▶ _Objective_
What do you get when you count the lines in the records below that contain the string "task"? Reply with the number alone.
━━ Records shown ━━
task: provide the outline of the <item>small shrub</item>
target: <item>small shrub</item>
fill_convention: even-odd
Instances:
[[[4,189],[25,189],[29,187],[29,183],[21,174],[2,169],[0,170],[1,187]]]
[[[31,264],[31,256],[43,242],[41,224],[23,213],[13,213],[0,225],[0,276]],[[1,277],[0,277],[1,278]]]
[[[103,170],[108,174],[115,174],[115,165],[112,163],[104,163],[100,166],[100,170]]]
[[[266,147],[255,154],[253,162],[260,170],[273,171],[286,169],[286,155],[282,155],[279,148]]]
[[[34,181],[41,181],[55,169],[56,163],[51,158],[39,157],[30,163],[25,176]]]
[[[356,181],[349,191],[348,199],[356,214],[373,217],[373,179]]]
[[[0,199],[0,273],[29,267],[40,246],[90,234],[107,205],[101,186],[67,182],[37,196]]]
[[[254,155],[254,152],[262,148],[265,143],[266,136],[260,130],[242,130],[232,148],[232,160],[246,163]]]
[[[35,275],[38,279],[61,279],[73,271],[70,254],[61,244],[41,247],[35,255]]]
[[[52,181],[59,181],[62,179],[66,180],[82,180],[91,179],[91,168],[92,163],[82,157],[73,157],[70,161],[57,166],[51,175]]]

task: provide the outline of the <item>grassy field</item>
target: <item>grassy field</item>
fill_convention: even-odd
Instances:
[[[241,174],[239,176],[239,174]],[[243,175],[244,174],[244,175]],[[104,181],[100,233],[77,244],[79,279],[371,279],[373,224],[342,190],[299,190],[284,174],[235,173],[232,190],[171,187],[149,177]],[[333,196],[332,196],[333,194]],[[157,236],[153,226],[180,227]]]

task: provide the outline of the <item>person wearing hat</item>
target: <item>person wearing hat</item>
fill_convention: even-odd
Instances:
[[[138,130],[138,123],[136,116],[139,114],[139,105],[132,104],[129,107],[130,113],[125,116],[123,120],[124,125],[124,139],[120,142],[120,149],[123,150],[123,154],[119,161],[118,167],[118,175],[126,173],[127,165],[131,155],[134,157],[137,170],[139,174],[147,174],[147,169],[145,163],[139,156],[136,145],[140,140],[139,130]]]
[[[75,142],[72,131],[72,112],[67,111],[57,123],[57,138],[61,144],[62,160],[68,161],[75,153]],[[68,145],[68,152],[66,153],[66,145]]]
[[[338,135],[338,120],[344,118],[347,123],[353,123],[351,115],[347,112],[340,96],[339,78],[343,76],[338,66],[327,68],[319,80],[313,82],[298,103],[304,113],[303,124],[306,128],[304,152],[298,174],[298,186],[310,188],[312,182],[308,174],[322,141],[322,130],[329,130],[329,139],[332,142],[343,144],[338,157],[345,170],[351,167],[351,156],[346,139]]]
━━━
━━ Records shown ━━
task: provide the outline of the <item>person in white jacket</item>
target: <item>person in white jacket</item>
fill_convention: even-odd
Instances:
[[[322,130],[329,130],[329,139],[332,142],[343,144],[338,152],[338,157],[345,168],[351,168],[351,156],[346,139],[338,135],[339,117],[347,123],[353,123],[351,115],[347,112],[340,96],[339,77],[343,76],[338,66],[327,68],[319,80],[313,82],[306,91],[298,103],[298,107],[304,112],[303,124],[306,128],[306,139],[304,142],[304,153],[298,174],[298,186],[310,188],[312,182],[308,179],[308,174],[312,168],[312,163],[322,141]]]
━━━
▶ _Completed exercise_
4